## BEGIN

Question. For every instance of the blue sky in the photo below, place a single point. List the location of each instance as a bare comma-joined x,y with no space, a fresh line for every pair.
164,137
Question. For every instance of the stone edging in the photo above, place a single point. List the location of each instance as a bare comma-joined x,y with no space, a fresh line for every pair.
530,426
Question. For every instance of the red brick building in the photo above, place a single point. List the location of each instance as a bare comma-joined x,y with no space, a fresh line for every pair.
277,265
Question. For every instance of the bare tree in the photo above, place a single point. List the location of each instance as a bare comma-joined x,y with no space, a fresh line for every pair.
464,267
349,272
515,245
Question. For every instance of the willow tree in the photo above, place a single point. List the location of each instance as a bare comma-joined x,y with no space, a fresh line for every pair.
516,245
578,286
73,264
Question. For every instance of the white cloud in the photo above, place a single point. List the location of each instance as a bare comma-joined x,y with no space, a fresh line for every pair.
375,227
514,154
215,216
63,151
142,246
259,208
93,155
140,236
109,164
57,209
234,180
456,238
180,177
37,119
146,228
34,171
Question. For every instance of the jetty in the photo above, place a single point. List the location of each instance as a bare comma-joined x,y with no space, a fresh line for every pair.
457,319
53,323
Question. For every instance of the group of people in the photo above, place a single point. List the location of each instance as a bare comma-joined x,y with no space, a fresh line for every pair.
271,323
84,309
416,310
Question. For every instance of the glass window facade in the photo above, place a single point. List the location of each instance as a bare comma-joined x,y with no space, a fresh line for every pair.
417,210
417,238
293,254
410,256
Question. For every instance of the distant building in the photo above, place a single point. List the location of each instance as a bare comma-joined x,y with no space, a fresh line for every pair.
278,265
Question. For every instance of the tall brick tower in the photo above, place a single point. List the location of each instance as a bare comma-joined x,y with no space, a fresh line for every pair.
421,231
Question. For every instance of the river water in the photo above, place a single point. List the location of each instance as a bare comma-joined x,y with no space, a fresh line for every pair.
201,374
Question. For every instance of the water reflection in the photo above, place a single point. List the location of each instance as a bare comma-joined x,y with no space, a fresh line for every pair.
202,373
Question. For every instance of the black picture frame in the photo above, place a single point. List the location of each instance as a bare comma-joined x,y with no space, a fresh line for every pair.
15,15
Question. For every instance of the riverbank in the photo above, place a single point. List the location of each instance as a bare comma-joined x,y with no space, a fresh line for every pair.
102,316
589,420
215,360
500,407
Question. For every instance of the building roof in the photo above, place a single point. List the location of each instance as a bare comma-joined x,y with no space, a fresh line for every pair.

## END

▶ What the task requires
Can you give all the rows above again with "fresh line" replaced by "separate line" and everything else left unchanged?

▶ Written response
Question. For every instance of the blue sky in the photo below, place a single point. List the location of each instance as a bare comma-joined x,y with no space, a separate line for every pair.
164,137
Question. For every instance of the stone edging in the photo above, place a single point. List the location of each instance as a bare comma-joined x,y with no space, a separate line for every pair.
530,426
Question. For every instance of the red brick building in the photo above, place a single point. List the location of each instance as a bare comma-joined x,y with no space, a separate line for every pair.
277,265
Question. For every instance of the bare tree in the photo above, place a single point. List the location of each instance as a bare comma-joined x,y with no space, a separate line for every pair.
464,267
349,272
515,245
Question. For every instance of the willow tree in the photo above, place a single point. List the location of each instance as a bare comma-joined x,y with no space, a separate line for every pair.
516,245
578,286
73,264
Question. For every instance of the white cloud in the photo above, place a single point. List the location of each instance as a bare comma-joined x,y with no space, a separate line for every pair.
375,227
514,154
215,216
63,151
142,246
259,208
93,155
140,236
109,164
57,209
234,180
456,238
180,177
37,119
146,228
34,171
Question. For every instance of the jetty in the photo above, place a single point. List the location of each instance as a bare comma-joined x,y with no space, a separate line for every pair.
457,319
53,323
Question. For every instance of the group of people in the photo above, place a single point. List the location of each instance as a bare comma-joined x,y with no space, a separate line for every pair.
271,323
84,309
416,310
Question. For every instance of the glass window facade in the photo above, place a single point. List the location of each instance as a bare comma-joined x,y with no space, a separate line for every pair.
417,210
417,238
293,254
410,256
Question. For every instance of the distant building in the photo above, place a single point. List the location of each instance as a bare comma-joined x,y with no space, a separate line for every pair.
278,265
Question. For every instance of the tall brick tower in the photo above, place a single point. List the location of each instance as a bare comma-joined x,y with no space, a separate line for every pair.
421,231
Question. For every instance of the river water in the photo above, place a single point. List the location of each instance as a bare comma-joined x,y with no space, a separate line for every pair.
201,374
Question. For every instance of the water reflection in the photo above, place a single point. List the location of each instance as a bare comma-joined x,y with no space, a separate line for every pair.
202,373
Question. For every instance of the black picture frame in the photo above, place a single point. List the location of each instance as a bare comma-joined x,y with no space, a separate line for every pair.
15,15
Question. For every instance of the riverbank in the photo above, place a single point. List the location of each instance as a bare comma-joined x,y with no space, a separate line for every pair.
102,316
589,420
215,360
500,407
Question. For every instance of the building roof in the photo above, place a single point. List the location of each instance as a bare comma-joined x,y with no space, a separate line for every pair.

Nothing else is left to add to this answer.